TRECHO:
================================

Por estes dias de Maio, todos os caminhos vão dar a Fátima, altar do mundo, capital da Fé. No calendário da cristandade, Fátima é senhora do Maio treze, dona da data por mandato mariano, entregue de viva voz e sem burocracias colegiais que obrigassem a muito roçagar de batinas, muita negociação de cabido. Veio do alto, sim, mas do alto de uma oliveira e ao nível exacto do coração de criança das três que o receberam à época, uma rusticidade há muito emoldurada e pendurada num canto qualquer do mito, hoje em versão avenida, monumental e funcional. Adequada, numa palavra. A quê, verdadeiramente, só Deus e a Igreja sabem. Cada um com as suas razões, entenda-se.

================================

SECÇÃO DE DADOS:
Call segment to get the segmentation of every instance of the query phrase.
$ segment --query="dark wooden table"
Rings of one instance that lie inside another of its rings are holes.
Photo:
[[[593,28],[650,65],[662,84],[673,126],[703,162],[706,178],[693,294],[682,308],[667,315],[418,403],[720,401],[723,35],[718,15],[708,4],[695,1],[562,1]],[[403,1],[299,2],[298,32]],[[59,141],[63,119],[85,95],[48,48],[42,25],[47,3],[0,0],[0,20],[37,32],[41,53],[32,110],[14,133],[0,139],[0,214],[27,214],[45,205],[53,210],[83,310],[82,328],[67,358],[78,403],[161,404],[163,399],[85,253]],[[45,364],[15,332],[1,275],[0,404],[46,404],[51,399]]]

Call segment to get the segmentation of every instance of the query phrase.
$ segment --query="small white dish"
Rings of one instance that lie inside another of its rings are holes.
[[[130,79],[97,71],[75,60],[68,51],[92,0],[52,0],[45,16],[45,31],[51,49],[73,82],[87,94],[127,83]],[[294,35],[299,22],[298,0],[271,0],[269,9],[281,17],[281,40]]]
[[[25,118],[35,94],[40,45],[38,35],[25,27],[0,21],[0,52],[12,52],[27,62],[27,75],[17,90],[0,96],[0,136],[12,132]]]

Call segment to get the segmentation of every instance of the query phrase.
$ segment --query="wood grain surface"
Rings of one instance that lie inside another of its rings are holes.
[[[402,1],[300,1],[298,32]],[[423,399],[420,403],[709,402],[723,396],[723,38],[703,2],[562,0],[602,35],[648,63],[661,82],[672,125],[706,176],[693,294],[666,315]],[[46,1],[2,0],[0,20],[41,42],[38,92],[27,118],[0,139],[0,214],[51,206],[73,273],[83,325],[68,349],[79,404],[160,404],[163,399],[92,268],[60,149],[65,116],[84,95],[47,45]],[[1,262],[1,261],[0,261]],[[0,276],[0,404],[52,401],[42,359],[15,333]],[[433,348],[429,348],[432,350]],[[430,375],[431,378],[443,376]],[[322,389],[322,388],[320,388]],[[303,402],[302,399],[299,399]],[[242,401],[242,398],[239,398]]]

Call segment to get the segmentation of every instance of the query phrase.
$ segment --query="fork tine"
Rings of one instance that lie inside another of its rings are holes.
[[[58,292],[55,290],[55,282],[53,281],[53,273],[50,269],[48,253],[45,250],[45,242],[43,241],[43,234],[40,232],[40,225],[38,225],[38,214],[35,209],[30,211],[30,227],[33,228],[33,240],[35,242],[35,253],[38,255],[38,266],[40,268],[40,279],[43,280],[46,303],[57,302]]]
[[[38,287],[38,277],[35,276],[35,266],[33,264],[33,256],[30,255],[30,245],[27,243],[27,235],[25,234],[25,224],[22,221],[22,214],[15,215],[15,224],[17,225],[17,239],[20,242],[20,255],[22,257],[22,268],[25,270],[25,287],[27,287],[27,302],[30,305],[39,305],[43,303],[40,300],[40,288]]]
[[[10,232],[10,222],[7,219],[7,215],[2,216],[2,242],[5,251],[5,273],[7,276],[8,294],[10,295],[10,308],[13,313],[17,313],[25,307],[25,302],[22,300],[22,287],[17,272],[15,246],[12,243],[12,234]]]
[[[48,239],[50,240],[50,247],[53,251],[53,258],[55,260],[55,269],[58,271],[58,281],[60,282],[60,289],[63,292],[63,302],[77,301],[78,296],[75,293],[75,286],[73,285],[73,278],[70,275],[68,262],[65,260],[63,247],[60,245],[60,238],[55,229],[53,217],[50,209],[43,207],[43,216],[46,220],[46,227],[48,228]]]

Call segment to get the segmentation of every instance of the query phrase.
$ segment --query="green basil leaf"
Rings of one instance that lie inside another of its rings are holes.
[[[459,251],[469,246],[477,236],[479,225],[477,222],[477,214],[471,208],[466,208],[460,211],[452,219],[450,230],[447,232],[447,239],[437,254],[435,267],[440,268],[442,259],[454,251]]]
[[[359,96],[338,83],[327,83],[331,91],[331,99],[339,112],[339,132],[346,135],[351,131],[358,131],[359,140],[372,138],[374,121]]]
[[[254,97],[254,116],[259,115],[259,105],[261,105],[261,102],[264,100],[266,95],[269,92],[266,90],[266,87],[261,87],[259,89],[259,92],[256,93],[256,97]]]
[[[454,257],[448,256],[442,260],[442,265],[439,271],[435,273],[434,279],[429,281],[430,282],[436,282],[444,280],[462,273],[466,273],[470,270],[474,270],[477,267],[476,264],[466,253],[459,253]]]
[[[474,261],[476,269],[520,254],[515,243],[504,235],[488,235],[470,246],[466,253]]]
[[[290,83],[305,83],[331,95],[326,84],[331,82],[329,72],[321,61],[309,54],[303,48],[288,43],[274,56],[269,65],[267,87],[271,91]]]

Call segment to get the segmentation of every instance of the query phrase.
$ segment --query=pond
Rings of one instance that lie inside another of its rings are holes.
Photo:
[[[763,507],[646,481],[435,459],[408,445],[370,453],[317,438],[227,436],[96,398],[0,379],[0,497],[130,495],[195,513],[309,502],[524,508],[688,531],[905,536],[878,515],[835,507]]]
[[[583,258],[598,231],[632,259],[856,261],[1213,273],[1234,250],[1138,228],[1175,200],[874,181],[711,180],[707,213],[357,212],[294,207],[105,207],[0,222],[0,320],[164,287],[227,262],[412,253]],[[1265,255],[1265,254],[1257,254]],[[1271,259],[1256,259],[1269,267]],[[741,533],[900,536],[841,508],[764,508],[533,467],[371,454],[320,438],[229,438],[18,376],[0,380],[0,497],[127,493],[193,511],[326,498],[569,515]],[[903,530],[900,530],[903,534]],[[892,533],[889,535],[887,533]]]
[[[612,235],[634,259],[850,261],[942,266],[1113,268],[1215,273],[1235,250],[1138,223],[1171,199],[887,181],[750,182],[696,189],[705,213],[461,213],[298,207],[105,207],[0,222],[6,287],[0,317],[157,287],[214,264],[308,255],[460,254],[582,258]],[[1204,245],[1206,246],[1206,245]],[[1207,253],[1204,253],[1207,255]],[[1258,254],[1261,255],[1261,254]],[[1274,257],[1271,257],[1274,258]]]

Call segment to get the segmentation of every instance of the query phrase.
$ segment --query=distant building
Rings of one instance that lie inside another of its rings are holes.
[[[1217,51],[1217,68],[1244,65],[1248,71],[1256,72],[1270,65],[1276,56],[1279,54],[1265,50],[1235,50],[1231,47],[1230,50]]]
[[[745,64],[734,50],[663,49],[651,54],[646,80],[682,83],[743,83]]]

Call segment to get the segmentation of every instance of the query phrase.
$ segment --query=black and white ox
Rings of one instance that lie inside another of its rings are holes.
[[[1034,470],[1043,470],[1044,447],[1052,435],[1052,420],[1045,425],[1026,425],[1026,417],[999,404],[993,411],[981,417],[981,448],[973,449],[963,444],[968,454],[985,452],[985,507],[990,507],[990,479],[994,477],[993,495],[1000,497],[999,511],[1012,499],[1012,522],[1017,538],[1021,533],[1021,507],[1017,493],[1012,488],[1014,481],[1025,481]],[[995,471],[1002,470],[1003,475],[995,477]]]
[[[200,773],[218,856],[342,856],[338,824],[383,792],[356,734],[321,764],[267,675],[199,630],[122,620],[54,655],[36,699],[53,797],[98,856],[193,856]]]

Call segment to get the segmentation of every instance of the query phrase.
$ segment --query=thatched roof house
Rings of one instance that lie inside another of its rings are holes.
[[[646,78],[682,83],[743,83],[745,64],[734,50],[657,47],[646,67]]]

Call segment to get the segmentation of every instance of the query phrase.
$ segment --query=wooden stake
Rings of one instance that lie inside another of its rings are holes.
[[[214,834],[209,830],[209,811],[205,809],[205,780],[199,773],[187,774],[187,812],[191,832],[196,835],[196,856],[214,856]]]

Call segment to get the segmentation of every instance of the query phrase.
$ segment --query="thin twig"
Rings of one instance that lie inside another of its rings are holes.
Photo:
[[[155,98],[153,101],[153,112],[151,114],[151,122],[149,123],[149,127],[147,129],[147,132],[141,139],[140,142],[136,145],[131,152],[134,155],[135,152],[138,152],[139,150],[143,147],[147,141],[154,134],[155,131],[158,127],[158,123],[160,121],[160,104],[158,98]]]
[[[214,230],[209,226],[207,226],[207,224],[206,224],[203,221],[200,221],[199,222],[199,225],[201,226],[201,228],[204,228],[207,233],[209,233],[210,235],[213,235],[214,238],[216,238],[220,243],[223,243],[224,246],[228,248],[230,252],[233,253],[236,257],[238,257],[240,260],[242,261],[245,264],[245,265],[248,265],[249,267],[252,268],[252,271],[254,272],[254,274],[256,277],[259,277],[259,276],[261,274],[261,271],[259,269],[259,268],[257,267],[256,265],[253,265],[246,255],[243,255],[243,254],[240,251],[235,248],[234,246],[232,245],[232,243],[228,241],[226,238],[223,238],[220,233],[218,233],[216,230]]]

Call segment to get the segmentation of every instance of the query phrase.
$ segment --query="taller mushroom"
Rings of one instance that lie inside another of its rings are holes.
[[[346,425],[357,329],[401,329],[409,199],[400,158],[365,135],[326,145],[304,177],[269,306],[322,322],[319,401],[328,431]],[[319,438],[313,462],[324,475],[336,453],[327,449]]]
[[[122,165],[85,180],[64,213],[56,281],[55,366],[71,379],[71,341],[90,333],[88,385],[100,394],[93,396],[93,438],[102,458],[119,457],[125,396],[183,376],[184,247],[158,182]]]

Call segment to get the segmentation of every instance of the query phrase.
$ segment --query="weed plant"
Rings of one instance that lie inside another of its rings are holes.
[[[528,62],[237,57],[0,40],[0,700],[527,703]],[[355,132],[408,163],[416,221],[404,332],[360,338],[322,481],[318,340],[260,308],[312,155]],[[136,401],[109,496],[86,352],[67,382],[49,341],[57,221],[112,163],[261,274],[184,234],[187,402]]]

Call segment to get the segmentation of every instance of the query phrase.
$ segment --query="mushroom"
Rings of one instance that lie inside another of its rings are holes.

================================

PROBLEMA PROPOSTO:
Segundo o trecho sobre Fátima, de onde veio o mandato que deu a Fátima a data de 13 de Maio?

RESULTADO DO EXERCÍCIO:
Veio do alto de uma oliveira.